Written problem 1 —
Return the full passage on how a matrix transforms the unit square, word for word.

Text shown —
────────────────────
Now for the view that makes matrices come alive. Multiply a matrix by a vector and you get a new vector. If you do this to every point in the plane, the matrix reshapes the entire space, and you can watch what it does by tracking a single simple shape: the unit square, the square with corners at $(0,0)$ , $(1,0)$ , $(1,1)$ , and $(0,1)$ .

Consider this transformation matrix, a shear combined with a slight vertical squeeze:

T = \begin{bmatrix} 1.0 & 0.5 \\ 0.0 & 0.88 \end{bmatrix}

To see where the square goes, multiply $T$ by each corner. The corner $(0,0)$ stays put because $T$ times the zero vector is zero. The other corners move:

T = np.array([[1.0, 0.5],
              [0.0, 0.88]])

# The four corners of the unit square, as columns
square = np.array([[0, 1, 1, 0],
                   [0, 0, 1, 1]])

transformed = T @ square

print("Transformed corners (as columns):\n", transformed)
# Output:
# Transformed corners (as columns):
#  [[0.   1.   1.5  0.5 ]
#  [0.   0.   0.88 0.88]]

Reading the columns, the corners land at $(0,0)$ , $(1,0)$ , $(1.5, 0.88)$ , and $(0.5, 0.88)$ . The square has been pushed sideways into a leaning parallelogram. The bottom edge stays flat, the top edge slides to the right, and the whole shape becomes a touch shorter. That is what “the matrix transforms space” means in concrete terms: every point follows the same rule, so straight lines stay straight and the grid stays evenly spaced, but the whole plane is reshaped.

The unit square on the left and the same square sheared into a slanted parallelogram on the right after multiplying by the matrix T — The matrix T turns the unit square into a sheared parallelogram, mapping each corner to a new position while keeping straight lines straight.
────────────────────
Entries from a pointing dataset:
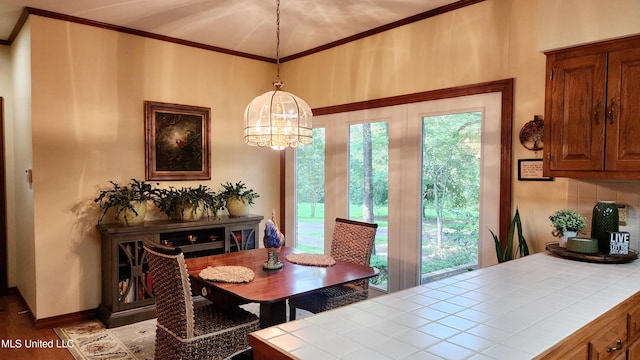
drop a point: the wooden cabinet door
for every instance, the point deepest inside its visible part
(634, 351)
(575, 112)
(602, 345)
(623, 111)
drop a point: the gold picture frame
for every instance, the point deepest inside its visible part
(177, 141)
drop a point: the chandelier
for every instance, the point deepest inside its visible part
(277, 118)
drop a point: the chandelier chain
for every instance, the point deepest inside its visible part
(278, 40)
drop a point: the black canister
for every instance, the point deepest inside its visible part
(604, 221)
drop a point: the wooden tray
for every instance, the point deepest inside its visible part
(555, 249)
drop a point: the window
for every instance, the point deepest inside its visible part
(398, 162)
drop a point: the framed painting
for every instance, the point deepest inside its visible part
(531, 170)
(176, 141)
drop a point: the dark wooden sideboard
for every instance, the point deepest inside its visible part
(127, 289)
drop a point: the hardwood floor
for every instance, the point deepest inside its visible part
(18, 338)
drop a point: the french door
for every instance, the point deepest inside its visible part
(373, 168)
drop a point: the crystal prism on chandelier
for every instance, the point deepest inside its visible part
(277, 118)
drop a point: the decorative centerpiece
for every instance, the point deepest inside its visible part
(238, 198)
(567, 224)
(604, 221)
(129, 201)
(273, 241)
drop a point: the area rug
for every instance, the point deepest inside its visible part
(90, 340)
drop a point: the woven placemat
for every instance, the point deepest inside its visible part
(311, 259)
(229, 274)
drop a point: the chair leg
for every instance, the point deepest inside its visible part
(292, 313)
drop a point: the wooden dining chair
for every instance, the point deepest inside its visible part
(185, 331)
(352, 241)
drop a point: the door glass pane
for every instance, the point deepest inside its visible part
(310, 195)
(450, 194)
(368, 187)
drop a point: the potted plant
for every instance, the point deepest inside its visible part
(189, 203)
(238, 198)
(567, 223)
(129, 201)
(510, 250)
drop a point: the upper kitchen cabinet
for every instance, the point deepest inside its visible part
(592, 111)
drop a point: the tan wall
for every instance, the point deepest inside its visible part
(571, 22)
(6, 91)
(492, 40)
(88, 128)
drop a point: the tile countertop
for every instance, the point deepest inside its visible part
(515, 310)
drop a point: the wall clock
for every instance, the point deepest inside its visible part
(531, 135)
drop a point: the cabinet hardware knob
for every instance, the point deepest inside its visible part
(617, 347)
(612, 109)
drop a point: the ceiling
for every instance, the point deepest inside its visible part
(246, 26)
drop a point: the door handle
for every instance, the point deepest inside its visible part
(612, 109)
(596, 113)
(617, 347)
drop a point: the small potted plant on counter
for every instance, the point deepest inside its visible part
(566, 224)
(129, 201)
(238, 198)
(189, 203)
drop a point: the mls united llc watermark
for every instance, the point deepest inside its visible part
(35, 344)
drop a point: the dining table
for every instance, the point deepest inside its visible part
(269, 288)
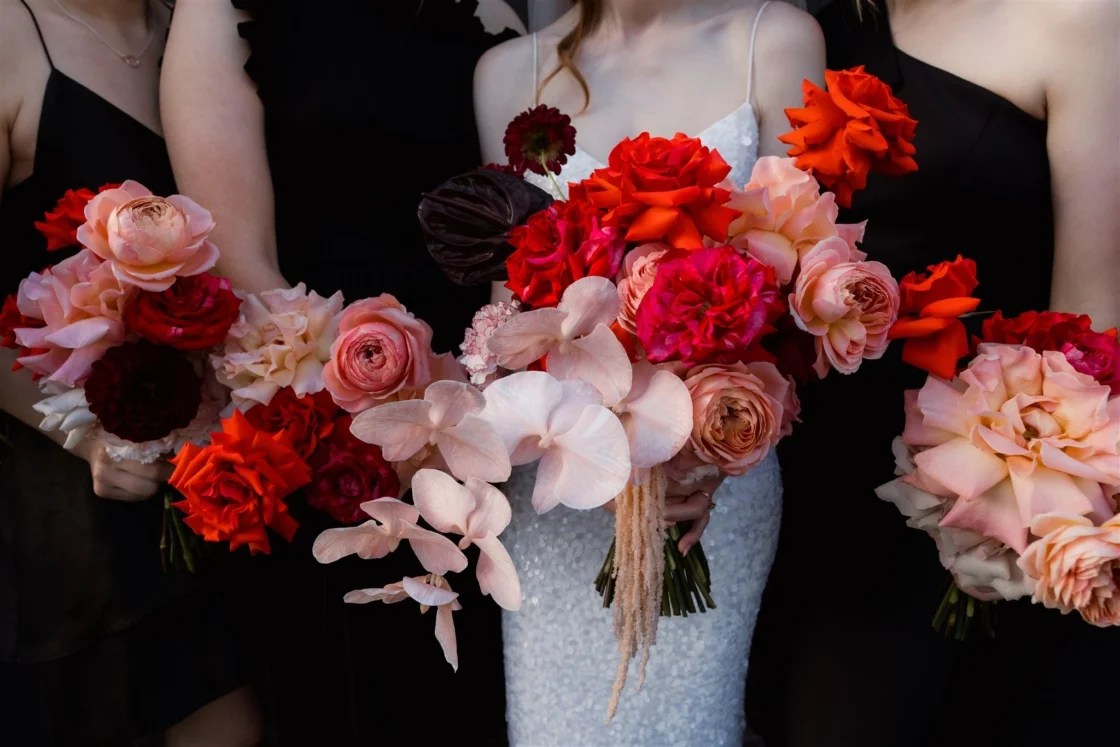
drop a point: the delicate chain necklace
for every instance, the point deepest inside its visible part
(131, 61)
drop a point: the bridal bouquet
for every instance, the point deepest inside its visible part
(1011, 461)
(118, 333)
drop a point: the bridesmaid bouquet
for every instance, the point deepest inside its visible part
(118, 333)
(1010, 461)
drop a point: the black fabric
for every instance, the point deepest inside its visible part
(81, 582)
(845, 653)
(367, 105)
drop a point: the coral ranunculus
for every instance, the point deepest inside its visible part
(708, 306)
(1078, 567)
(558, 246)
(148, 240)
(233, 489)
(192, 315)
(854, 128)
(141, 392)
(662, 189)
(381, 349)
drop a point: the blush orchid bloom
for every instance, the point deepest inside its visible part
(447, 420)
(584, 453)
(392, 521)
(575, 339)
(479, 512)
(430, 590)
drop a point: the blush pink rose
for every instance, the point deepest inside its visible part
(1078, 567)
(640, 268)
(381, 349)
(148, 240)
(847, 306)
(739, 412)
(784, 215)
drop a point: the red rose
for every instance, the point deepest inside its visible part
(233, 489)
(854, 128)
(59, 225)
(346, 472)
(660, 189)
(558, 246)
(141, 392)
(194, 314)
(709, 306)
(305, 420)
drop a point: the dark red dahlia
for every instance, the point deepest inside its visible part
(141, 392)
(540, 140)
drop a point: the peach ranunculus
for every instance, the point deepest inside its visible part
(282, 338)
(785, 215)
(78, 301)
(848, 306)
(640, 268)
(739, 412)
(146, 239)
(381, 349)
(1078, 566)
(1015, 436)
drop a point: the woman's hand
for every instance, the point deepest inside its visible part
(123, 481)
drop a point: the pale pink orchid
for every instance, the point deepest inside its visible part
(582, 448)
(1016, 436)
(80, 302)
(446, 420)
(575, 339)
(479, 512)
(392, 521)
(430, 590)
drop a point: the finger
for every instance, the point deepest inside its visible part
(692, 537)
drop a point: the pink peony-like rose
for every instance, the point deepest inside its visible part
(739, 412)
(640, 269)
(1015, 436)
(148, 240)
(847, 306)
(1078, 567)
(281, 338)
(78, 301)
(381, 349)
(784, 215)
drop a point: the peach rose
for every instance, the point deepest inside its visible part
(148, 240)
(1078, 566)
(381, 349)
(640, 268)
(848, 307)
(784, 215)
(739, 412)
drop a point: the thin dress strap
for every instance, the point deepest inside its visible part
(39, 31)
(750, 63)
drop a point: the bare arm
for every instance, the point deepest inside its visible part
(1083, 106)
(790, 48)
(214, 123)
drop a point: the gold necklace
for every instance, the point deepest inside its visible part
(131, 61)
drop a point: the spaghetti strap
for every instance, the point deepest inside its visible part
(39, 31)
(750, 63)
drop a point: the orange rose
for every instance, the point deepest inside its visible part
(927, 317)
(661, 189)
(854, 128)
(234, 488)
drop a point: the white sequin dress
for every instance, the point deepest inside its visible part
(560, 650)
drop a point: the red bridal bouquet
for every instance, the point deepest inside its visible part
(1011, 460)
(850, 128)
(118, 334)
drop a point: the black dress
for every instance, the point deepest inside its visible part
(366, 105)
(98, 644)
(843, 653)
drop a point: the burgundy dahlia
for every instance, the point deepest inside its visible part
(141, 392)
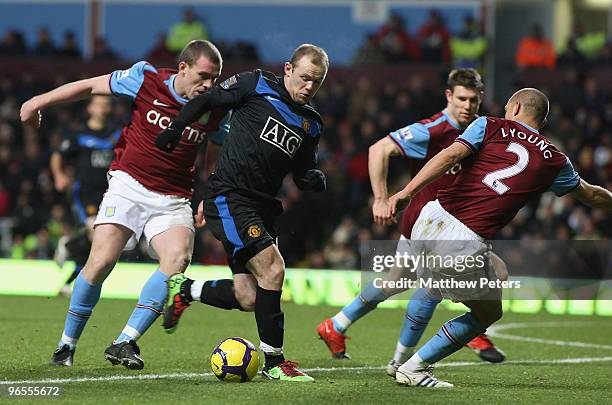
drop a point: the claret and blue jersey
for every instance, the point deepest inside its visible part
(155, 104)
(419, 142)
(512, 161)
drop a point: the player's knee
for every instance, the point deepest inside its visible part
(176, 261)
(246, 299)
(97, 269)
(276, 274)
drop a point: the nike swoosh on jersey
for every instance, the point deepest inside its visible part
(159, 103)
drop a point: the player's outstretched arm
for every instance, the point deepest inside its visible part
(436, 167)
(378, 168)
(594, 196)
(225, 97)
(30, 110)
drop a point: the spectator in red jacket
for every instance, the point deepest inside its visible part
(433, 38)
(395, 41)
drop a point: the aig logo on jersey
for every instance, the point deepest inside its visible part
(277, 134)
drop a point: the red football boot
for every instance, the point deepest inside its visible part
(486, 350)
(335, 341)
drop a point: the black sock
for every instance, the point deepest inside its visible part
(220, 294)
(270, 323)
(186, 289)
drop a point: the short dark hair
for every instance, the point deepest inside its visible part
(318, 56)
(534, 102)
(466, 77)
(198, 48)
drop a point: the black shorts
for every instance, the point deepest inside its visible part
(243, 229)
(85, 201)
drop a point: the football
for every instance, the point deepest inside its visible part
(235, 360)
────────────────────
Written problem 2 —
Pick out every line of the records that contains the word "dress", treating uppercase and lowercase as different.

Expected answer 1 —
Now for the view that makes matrices come alive. Multiply a matrix by a vector and you get a new vector. If you do this to every point in the plane, the matrix reshapes the entire space, and you can watch what it does by tracking a single simple shape: the unit square, the square with corners at $(0,0)$ , $(1,0)$ , $(1,1)$ , and $(0,1)$ .

Consider this transformation matrix, a shear combined with a slight vertical squeeze:

T = \begin{bmatrix} 1.0 & 0.5 \\ 0.0 & 0.88 \end{bmatrix}

To see where the square goes, multiply $T$ by each corner. The corner $(0,0)$ stays put because $T$ times the zero vector is zero. The other corners move:

T = np.array([[1.0, 0.5],
              [0.0, 0.88]])

# The four corners of the unit square, as columns
square = np.array([[0, 1, 1, 0],
                   [0, 0, 1, 1]])

transformed = T @ square

print("Transformed corners (as columns):\n", transformed)
# Output:
# Transformed corners (as columns):
#  [[0.   1.   1.5  0.5 ]
#  [0.   0.   0.88 0.88]]

Reading the columns, the corners land at $(0,0)$ , $(1,0)$ , $(1.5, 0.88)$ , and $(0.5, 0.88)$ . The square has been pushed sideways into a leaning parallelogram. The bottom edge stays flat, the top edge slides to the right, and the whole shape becomes a touch shorter. That is what “the matrix transforms space” means in concrete terms: every point follows the same rule, so straight lines stay straight and the grid stays evenly spaced, but the whole plane is reshaped.

The unit square on the left and the same square sheared into a slanted parallelogram on the right after multiplying by the matrix T — The matrix T turns the unit square into a sheared parallelogram, mapping each corner to a new position while keeping straight lines straight.

Expected answer 2 —
drop a point: the thin dress strap
drop a point: the white sequin dress
drop a point: the black dress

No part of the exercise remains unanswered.